** begin PASSAGE PROVIDED **

From An Claidheamh Soluis, January 9, 1909.
When in Norway a few years ago the question of political separation from Sweden was submitted to a plebiscite, nineteen voted against independence: they were ignorant of history or insensible of its teachings. We have in Ireland to-day many, perhaps a majority, who are not familiar with even the bare outlines of Irish history. They know little or nothing of the origin of their fathers or of their spirit and achievements. They are unacquainted with the relations of England with this country, and with the unchangeable purpose of those relations since first an English parliament enacted laws for the destruction of our language until two generations ago when a succeeding parliament connived at and utilised a famine for the destruction of our race. Others there are who have read Irish history, and even some who have attempted to write it, but they have learned little from it. Hence it is that so few have any conception of what nationality is. When men talk and write as if Ireland were but a shire of England, were not girt about by the sea, and had not a nationality and a mission of her own, we feel inclined to cry out with Mitchel:
‘Heaven! where is the great heart of chief and tanist? How has the rich blood of O’Connor and O’Donnell Roe grown pale! Is this, the stateliest family of the Caucasian race, indeed, starved, and kicked into incurable Helotism?’
This ignorance of history is responsible for the many anomalies against which Irish Irelanders have to fight to-day. It is responsible for the devout Catholic who desires a University to train Irishmen for life in an Empire whose god is Mammon, and for his fellow whose idea of a University is that it should be a ‘job-shop degree-factory.’ The prevalence of this ignorance it was that led British statesmen into hoping they had come to the final step in the ‘perfecting of Ireland’ when they placed on the Senate of the University a body of men whom National Ireland has found it so necessary to chastise. But all have not been stricken by the plague. There are in the Ireland of to-day men whom honours cannot buy or flattery deceive or any prospect of worldly success lure from the path of national duty. A new generation has arisen ‘out of the ashes,’ and old ideals have been re-born. The foundations of a new nation have been laid, and no act of England’s parliament, even should it be administered after the Britisher’s own heart, can prevent the edifice being raised.
The fight for Irish in the University has not yet resulted in victory, but it has made it certain that the safety of the language is assured; it has brought many new friends into the open; it has sent a few compromisers into the enemy’s camp, and it has raised once again above party and class interests, the ideal of Irish Nationality. The governors of the National University may ignore Irish opinion or attempt to meet by a shifty settlement the demands of the people, but they will do so at the cost of that success which they so dearly prize. Ireland if ignored or deceived will suffer for a few years, but she has grown too strong to be strangled by an indigent Government Department. We have outlived Trinity College and the National Board, and it needs no prophetic mind to foretell the end of a West British University should it be attempted to foist such an institution upon us.

** end PASSAGE PROVIDED **

**PROBLEMS:**
[1] Answer these questions about the 1909 piece from An Claidheamh Soluis:
(a) How many people voted against independence when Norway held its plebiscite on separation from Sweden?
(b) Whose words does the writer feel inclined to cry out with?
(c) Which two institutions does the writer say "We have outlived"?
[2] Update the rows from the line containing "in [818, 818]." down through the line containing "[392, 1019]", both included, replacing "wooden shutter" with "painted shutter" and changing nothing else. Give back only those lines.

** begin MATERIAL TO PROCESS **

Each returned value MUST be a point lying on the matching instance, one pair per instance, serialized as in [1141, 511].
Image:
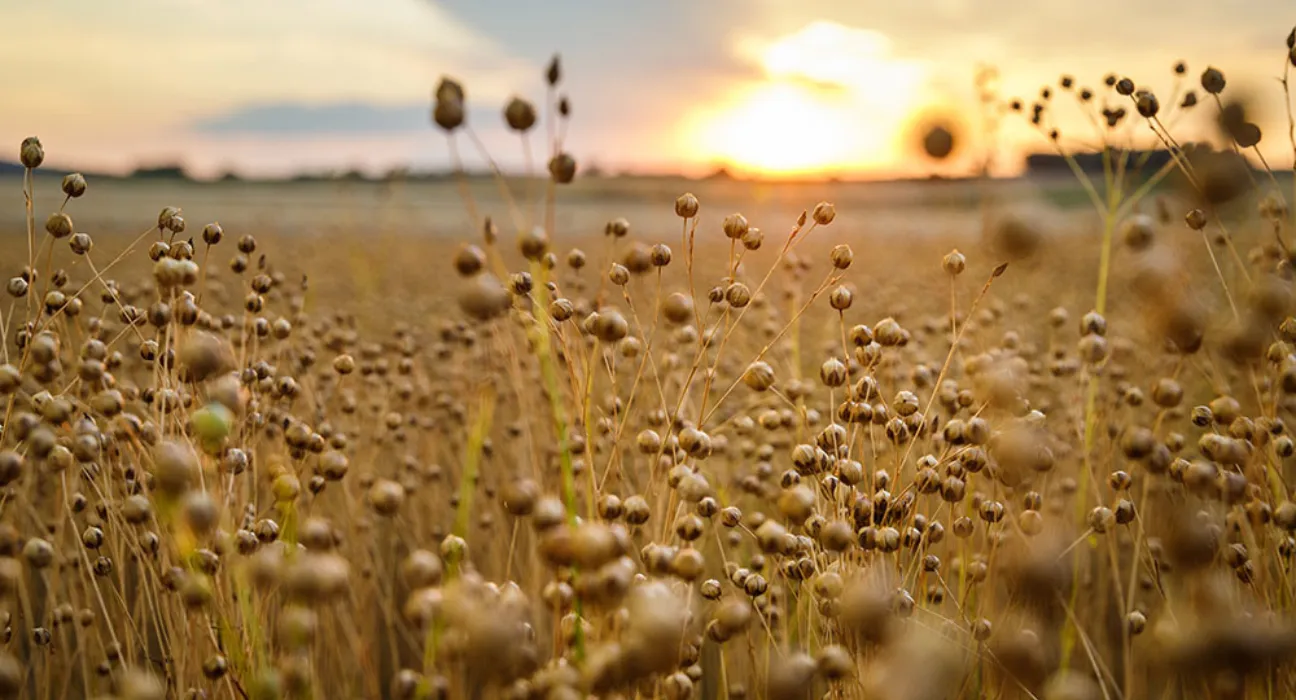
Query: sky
[761, 87]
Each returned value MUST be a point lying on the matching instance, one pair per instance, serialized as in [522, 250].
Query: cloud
[301, 119]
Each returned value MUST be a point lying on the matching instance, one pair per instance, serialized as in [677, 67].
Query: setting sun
[833, 100]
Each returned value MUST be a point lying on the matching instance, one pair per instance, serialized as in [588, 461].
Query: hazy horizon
[811, 90]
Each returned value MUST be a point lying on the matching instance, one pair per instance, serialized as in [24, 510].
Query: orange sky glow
[808, 90]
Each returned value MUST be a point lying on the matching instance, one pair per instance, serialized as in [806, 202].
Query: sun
[779, 128]
[832, 100]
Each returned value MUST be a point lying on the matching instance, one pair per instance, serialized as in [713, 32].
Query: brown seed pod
[563, 169]
[30, 153]
[686, 205]
[519, 114]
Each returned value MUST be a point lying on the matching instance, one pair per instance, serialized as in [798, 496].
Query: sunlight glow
[833, 100]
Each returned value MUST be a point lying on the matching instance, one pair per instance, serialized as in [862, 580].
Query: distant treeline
[1137, 162]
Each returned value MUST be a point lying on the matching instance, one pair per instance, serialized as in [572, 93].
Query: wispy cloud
[310, 121]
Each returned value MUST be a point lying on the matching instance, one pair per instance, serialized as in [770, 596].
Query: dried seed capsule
[954, 263]
[563, 169]
[686, 205]
[1212, 81]
[824, 213]
[519, 114]
[30, 153]
[841, 257]
[735, 226]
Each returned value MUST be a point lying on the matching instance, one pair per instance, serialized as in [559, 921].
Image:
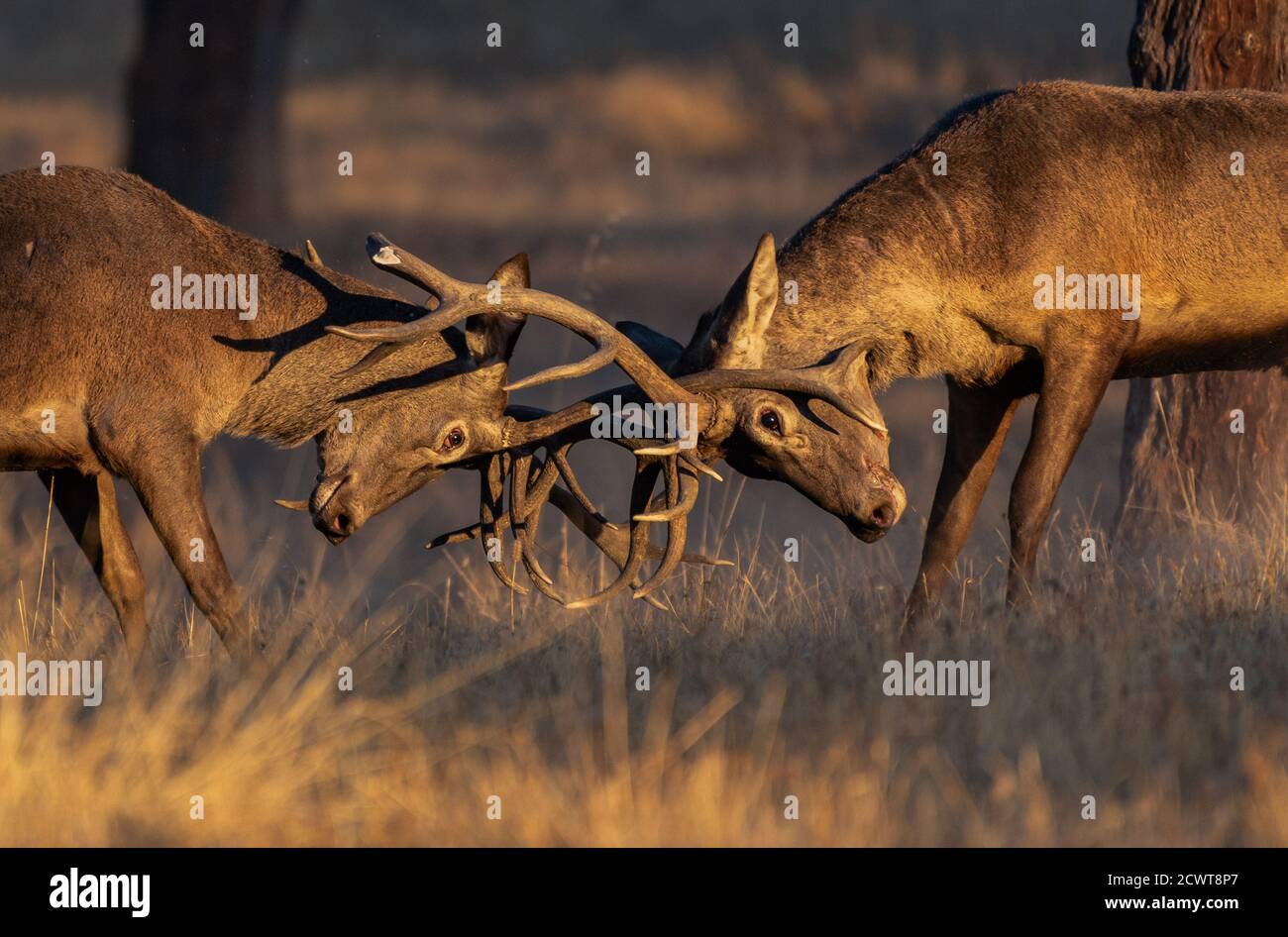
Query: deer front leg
[1076, 374]
[88, 505]
[978, 421]
[168, 485]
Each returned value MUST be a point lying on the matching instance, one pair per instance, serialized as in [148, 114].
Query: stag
[956, 260]
[743, 415]
[102, 383]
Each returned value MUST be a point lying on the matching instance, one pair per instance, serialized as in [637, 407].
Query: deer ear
[664, 351]
[739, 329]
[490, 336]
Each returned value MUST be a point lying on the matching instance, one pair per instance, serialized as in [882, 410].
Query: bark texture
[1180, 461]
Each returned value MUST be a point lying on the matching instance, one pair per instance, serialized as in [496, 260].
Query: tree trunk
[205, 123]
[1181, 463]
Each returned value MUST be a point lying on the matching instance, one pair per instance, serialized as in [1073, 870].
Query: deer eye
[455, 439]
[771, 421]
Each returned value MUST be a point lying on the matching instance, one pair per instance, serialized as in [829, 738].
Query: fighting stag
[738, 409]
[1016, 253]
[102, 382]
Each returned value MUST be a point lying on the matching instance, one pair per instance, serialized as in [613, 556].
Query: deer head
[838, 459]
[481, 435]
[407, 431]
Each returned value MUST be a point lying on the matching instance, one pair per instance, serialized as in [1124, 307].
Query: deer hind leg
[167, 480]
[1076, 373]
[88, 505]
[978, 422]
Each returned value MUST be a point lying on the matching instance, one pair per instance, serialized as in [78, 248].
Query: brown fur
[138, 392]
[935, 274]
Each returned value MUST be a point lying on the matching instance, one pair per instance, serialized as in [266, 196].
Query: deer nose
[884, 515]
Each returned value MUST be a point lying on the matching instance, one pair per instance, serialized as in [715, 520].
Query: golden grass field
[767, 684]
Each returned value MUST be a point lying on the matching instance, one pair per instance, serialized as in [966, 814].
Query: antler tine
[489, 502]
[642, 490]
[520, 476]
[561, 459]
[459, 300]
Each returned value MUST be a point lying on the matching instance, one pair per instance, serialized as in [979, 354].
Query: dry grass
[769, 684]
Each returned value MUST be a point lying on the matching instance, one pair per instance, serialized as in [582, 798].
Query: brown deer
[99, 382]
[743, 416]
[952, 260]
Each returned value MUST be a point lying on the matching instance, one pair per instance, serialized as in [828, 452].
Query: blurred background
[468, 154]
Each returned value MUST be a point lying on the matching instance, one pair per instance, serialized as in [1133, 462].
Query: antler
[532, 486]
[456, 300]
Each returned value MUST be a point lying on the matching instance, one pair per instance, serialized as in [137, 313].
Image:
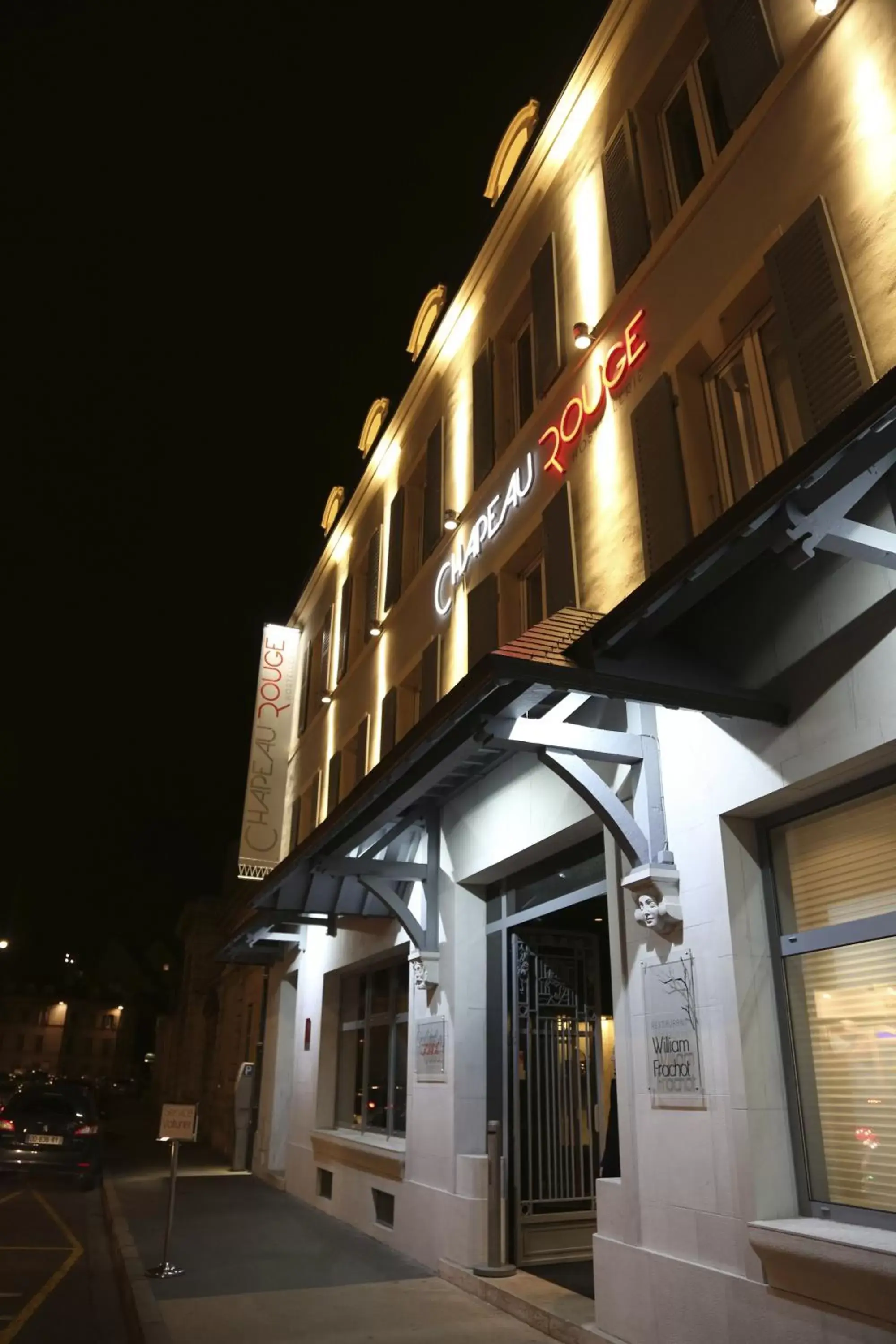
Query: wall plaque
[429, 1050]
[673, 1043]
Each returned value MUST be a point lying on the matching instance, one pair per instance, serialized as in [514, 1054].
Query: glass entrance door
[556, 1093]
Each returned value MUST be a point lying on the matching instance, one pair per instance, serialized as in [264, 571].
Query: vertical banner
[264, 822]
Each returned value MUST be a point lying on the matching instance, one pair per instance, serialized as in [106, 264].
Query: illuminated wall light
[458, 326]
[381, 691]
[460, 441]
[587, 233]
[388, 464]
[581, 335]
[574, 124]
[876, 125]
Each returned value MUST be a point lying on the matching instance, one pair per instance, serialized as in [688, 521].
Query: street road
[56, 1275]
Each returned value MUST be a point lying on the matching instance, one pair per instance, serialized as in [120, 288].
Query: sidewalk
[260, 1265]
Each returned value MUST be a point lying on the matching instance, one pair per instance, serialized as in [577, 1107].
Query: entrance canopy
[695, 635]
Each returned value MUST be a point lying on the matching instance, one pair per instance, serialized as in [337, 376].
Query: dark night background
[220, 224]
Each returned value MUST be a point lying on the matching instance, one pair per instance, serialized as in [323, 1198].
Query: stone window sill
[843, 1265]
[374, 1154]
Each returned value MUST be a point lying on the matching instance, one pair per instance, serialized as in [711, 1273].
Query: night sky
[220, 224]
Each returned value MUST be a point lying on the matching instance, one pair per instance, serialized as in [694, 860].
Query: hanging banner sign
[673, 1043]
[260, 839]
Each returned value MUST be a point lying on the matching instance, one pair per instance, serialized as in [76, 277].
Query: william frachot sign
[429, 1050]
[178, 1123]
[673, 1043]
[263, 830]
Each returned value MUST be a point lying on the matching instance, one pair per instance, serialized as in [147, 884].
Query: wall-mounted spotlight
[582, 336]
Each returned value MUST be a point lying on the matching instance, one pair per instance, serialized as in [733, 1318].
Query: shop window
[373, 1050]
[835, 886]
[694, 128]
[532, 593]
[753, 408]
[523, 375]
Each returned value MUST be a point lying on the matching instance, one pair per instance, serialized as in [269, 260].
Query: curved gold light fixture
[373, 425]
[426, 319]
[513, 142]
[334, 506]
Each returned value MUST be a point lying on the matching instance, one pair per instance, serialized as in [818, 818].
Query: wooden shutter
[827, 354]
[546, 319]
[345, 628]
[481, 620]
[663, 494]
[431, 675]
[624, 193]
[389, 710]
[361, 749]
[373, 597]
[482, 416]
[433, 491]
[334, 777]
[560, 574]
[743, 54]
[396, 549]
[326, 647]
[307, 679]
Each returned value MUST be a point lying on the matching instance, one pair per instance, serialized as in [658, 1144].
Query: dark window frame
[800, 944]
[392, 1019]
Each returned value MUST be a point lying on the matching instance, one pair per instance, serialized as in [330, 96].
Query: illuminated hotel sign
[586, 410]
[485, 527]
[579, 413]
[260, 838]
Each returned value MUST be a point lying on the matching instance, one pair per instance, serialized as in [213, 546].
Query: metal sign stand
[167, 1269]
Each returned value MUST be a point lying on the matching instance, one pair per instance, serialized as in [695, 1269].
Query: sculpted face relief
[579, 412]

** end MATERIAL TO PROCESS **

**COMPLETE ANSWERS:**
[1]
(a) Nineteen.
(b) Mitchel's.
(c) Trinity College and the National Board.

[2]
Each returned value MUST be a point lying on the matching instance, one pair per instance, serialized as in [818, 818].
Query: painted shutter
[827, 354]
[546, 319]
[345, 628]
[481, 620]
[663, 494]
[431, 675]
[624, 193]
[389, 710]
[361, 749]
[373, 597]
[482, 416]
[433, 491]
[334, 777]
[560, 574]
[743, 54]
[396, 549]
[326, 647]
[307, 679]
Each returned value MUST be a point lying on the matching instance, one pair per instance, serialized as in [658, 1144].
Query: dark window frame
[800, 944]
[392, 1019]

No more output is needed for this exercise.